[Image-grounded pointing data]
▶
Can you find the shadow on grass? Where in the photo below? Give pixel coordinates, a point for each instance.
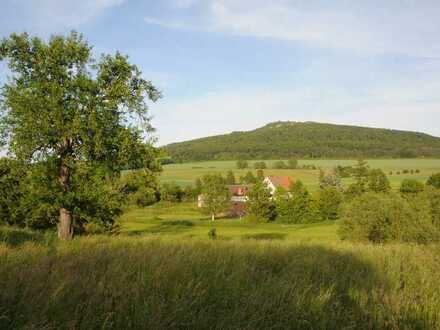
(15, 237)
(204, 286)
(168, 227)
(265, 236)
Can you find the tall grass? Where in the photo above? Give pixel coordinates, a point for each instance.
(128, 283)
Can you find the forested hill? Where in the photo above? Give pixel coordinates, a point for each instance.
(307, 140)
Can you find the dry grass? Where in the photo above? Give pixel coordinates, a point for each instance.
(153, 283)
◀
### What you need to do
Omit every picture while transcribing the records above exactly.

### Written answer
Can you find the shadow on grass? Where in the photo below? Give pixel coordinates, a point for each instance.
(15, 237)
(204, 286)
(168, 227)
(265, 236)
Can you find the tall grass? Where in the photo above? Give pixel coordinates, a point for each instance.
(128, 283)
Can you find the forested hill? Where in the photo above? Give pixel coordinates, a point for each instance.
(307, 140)
Can you find the dry grass? Where in the photo above? Give pixel coordinates, a point for each instance.
(153, 283)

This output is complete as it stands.